(Annotated coordinate data)
_____

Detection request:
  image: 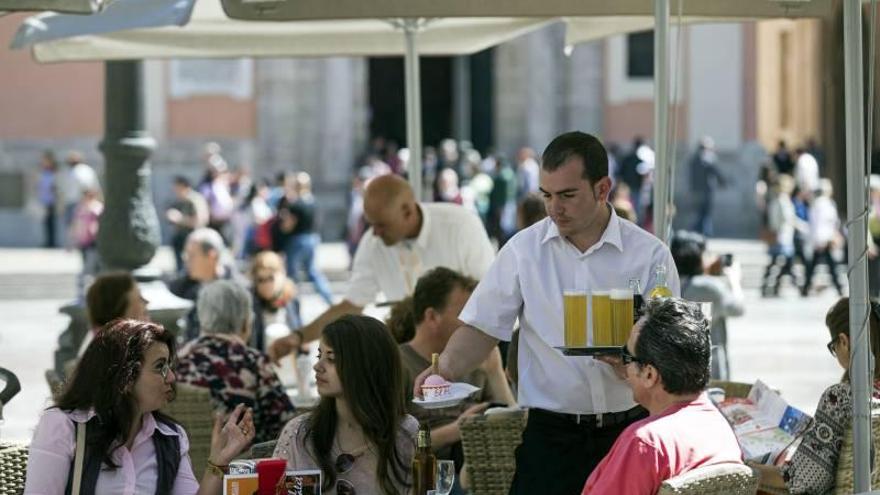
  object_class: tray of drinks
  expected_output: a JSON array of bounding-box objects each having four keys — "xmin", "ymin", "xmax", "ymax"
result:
[{"xmin": 554, "ymin": 345, "xmax": 623, "ymax": 356}]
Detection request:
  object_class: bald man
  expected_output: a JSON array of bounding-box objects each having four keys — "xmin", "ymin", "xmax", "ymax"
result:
[{"xmin": 269, "ymin": 175, "xmax": 495, "ymax": 361}]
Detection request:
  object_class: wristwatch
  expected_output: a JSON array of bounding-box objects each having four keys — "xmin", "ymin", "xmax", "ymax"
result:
[{"xmin": 206, "ymin": 459, "xmax": 229, "ymax": 478}]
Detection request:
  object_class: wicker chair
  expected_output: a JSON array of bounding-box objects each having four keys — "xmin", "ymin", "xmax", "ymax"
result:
[
  {"xmin": 162, "ymin": 384, "xmax": 214, "ymax": 476},
  {"xmin": 0, "ymin": 444, "xmax": 28, "ymax": 495},
  {"xmin": 834, "ymin": 412, "xmax": 880, "ymax": 495},
  {"xmin": 461, "ymin": 411, "xmax": 526, "ymax": 495},
  {"xmin": 657, "ymin": 463, "xmax": 758, "ymax": 495}
]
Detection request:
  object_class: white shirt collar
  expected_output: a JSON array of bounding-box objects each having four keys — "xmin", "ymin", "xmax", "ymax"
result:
[{"xmin": 541, "ymin": 203, "xmax": 623, "ymax": 255}]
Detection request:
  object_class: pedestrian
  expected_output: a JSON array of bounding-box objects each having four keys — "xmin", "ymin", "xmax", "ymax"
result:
[
  {"xmin": 37, "ymin": 150, "xmax": 59, "ymax": 248},
  {"xmin": 63, "ymin": 151, "xmax": 101, "ymax": 235},
  {"xmin": 273, "ymin": 172, "xmax": 333, "ymax": 306},
  {"xmin": 165, "ymin": 175, "xmax": 208, "ymax": 271},
  {"xmin": 801, "ymin": 179, "xmax": 843, "ymax": 297},
  {"xmin": 413, "ymin": 132, "xmax": 679, "ymax": 494},
  {"xmin": 690, "ymin": 136, "xmax": 726, "ymax": 237},
  {"xmin": 269, "ymin": 175, "xmax": 494, "ymax": 361}
]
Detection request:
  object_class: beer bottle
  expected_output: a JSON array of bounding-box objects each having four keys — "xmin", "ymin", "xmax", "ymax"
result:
[
  {"xmin": 412, "ymin": 423, "xmax": 437, "ymax": 495},
  {"xmin": 649, "ymin": 263, "xmax": 672, "ymax": 299},
  {"xmin": 629, "ymin": 278, "xmax": 645, "ymax": 323}
]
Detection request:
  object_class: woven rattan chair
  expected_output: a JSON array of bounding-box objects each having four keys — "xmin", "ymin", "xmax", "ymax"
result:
[
  {"xmin": 162, "ymin": 384, "xmax": 214, "ymax": 476},
  {"xmin": 0, "ymin": 444, "xmax": 28, "ymax": 495},
  {"xmin": 461, "ymin": 411, "xmax": 526, "ymax": 495},
  {"xmin": 657, "ymin": 463, "xmax": 758, "ymax": 495},
  {"xmin": 834, "ymin": 412, "xmax": 880, "ymax": 495}
]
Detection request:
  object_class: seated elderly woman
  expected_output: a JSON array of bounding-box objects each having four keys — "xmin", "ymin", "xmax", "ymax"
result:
[
  {"xmin": 752, "ymin": 297, "xmax": 880, "ymax": 493},
  {"xmin": 177, "ymin": 280, "xmax": 295, "ymax": 442},
  {"xmin": 76, "ymin": 272, "xmax": 150, "ymax": 356},
  {"xmin": 24, "ymin": 320, "xmax": 254, "ymax": 495}
]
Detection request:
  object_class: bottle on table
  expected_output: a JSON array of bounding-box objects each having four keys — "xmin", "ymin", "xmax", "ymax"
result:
[
  {"xmin": 649, "ymin": 264, "xmax": 672, "ymax": 299},
  {"xmin": 412, "ymin": 423, "xmax": 437, "ymax": 495}
]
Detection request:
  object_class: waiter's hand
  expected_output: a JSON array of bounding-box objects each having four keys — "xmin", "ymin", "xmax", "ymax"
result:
[{"xmin": 596, "ymin": 355, "xmax": 626, "ymax": 380}]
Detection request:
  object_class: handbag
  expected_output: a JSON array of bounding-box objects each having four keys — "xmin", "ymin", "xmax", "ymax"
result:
[{"xmin": 70, "ymin": 423, "xmax": 86, "ymax": 495}]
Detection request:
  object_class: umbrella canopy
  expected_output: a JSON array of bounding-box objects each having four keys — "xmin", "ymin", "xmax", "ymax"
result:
[
  {"xmin": 0, "ymin": 0, "xmax": 113, "ymax": 15},
  {"xmin": 223, "ymin": 0, "xmax": 834, "ymax": 21},
  {"xmin": 12, "ymin": 0, "xmax": 551, "ymax": 62}
]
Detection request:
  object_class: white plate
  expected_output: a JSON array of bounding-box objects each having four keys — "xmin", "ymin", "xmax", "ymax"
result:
[{"xmin": 413, "ymin": 383, "xmax": 480, "ymax": 409}]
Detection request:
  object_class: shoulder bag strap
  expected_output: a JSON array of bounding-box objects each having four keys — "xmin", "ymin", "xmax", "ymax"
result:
[{"xmin": 70, "ymin": 423, "xmax": 86, "ymax": 495}]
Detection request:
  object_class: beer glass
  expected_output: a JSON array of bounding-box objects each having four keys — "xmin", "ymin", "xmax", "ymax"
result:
[
  {"xmin": 611, "ymin": 289, "xmax": 633, "ymax": 345},
  {"xmin": 562, "ymin": 290, "xmax": 587, "ymax": 347},
  {"xmin": 592, "ymin": 290, "xmax": 614, "ymax": 347}
]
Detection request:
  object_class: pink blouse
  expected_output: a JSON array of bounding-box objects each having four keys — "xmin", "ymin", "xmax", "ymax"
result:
[{"xmin": 24, "ymin": 409, "xmax": 199, "ymax": 495}]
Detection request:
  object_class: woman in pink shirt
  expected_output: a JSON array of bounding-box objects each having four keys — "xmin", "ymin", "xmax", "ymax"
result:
[{"xmin": 24, "ymin": 320, "xmax": 254, "ymax": 495}]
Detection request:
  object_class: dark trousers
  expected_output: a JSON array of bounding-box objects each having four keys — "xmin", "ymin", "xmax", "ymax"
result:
[
  {"xmin": 510, "ymin": 409, "xmax": 648, "ymax": 495},
  {"xmin": 43, "ymin": 204, "xmax": 58, "ymax": 247}
]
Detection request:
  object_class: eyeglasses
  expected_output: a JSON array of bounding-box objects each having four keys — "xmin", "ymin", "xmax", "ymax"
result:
[
  {"xmin": 825, "ymin": 334, "xmax": 840, "ymax": 357},
  {"xmin": 333, "ymin": 452, "xmax": 357, "ymax": 495},
  {"xmin": 620, "ymin": 346, "xmax": 648, "ymax": 366}
]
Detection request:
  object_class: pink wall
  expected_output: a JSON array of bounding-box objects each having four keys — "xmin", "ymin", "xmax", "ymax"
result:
[
  {"xmin": 168, "ymin": 96, "xmax": 257, "ymax": 138},
  {"xmin": 0, "ymin": 14, "xmax": 104, "ymax": 139}
]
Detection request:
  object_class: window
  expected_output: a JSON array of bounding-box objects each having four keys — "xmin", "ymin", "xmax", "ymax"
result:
[{"xmin": 626, "ymin": 31, "xmax": 654, "ymax": 79}]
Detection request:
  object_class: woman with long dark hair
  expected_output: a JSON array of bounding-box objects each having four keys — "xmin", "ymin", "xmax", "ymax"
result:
[
  {"xmin": 273, "ymin": 315, "xmax": 418, "ymax": 495},
  {"xmin": 25, "ymin": 320, "xmax": 254, "ymax": 495}
]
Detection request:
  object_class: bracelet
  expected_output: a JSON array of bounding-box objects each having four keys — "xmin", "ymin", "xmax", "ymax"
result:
[{"xmin": 206, "ymin": 459, "xmax": 229, "ymax": 478}]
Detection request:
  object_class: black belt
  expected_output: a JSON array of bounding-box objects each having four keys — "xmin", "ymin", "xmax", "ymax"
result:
[{"xmin": 529, "ymin": 406, "xmax": 648, "ymax": 428}]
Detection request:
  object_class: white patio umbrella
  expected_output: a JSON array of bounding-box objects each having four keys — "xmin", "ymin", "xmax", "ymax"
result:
[{"xmin": 0, "ymin": 0, "xmax": 113, "ymax": 15}]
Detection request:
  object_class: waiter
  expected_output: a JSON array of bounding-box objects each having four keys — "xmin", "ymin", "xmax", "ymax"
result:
[
  {"xmin": 414, "ymin": 132, "xmax": 679, "ymax": 495},
  {"xmin": 269, "ymin": 175, "xmax": 495, "ymax": 361}
]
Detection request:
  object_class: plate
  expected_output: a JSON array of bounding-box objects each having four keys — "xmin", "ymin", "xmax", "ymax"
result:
[
  {"xmin": 413, "ymin": 382, "xmax": 480, "ymax": 409},
  {"xmin": 554, "ymin": 345, "xmax": 623, "ymax": 356}
]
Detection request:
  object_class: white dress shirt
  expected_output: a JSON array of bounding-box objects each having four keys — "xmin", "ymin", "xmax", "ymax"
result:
[
  {"xmin": 345, "ymin": 203, "xmax": 495, "ymax": 306},
  {"xmin": 459, "ymin": 210, "xmax": 680, "ymax": 414},
  {"xmin": 24, "ymin": 409, "xmax": 199, "ymax": 495}
]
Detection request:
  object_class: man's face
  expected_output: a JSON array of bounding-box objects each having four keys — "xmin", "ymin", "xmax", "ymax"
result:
[
  {"xmin": 184, "ymin": 242, "xmax": 218, "ymax": 282},
  {"xmin": 540, "ymin": 156, "xmax": 611, "ymax": 237},
  {"xmin": 364, "ymin": 201, "xmax": 411, "ymax": 246},
  {"xmin": 437, "ymin": 287, "xmax": 471, "ymax": 346}
]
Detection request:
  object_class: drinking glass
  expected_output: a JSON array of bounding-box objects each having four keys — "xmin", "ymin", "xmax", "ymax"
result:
[{"xmin": 436, "ymin": 461, "xmax": 455, "ymax": 495}]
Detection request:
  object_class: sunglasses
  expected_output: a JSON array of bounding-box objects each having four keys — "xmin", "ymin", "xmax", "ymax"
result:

_____

• Aim
Extract every line of the data above that contains the string "umbrella".

• Exercise response
  object_class: umbrella canopy
  object_class: white patio umbrella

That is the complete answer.